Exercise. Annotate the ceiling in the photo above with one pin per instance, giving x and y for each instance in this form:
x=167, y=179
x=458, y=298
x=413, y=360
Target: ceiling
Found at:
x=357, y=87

__Task requirements__
Reproduce every line of the records above, character for character.

__Task solution__
Exercise. Annotate the ceiling in the photo above with one pin per instance, giving x and y for each instance in this form:
x=167, y=179
x=458, y=298
x=413, y=360
Target: ceiling
Found at:
x=357, y=87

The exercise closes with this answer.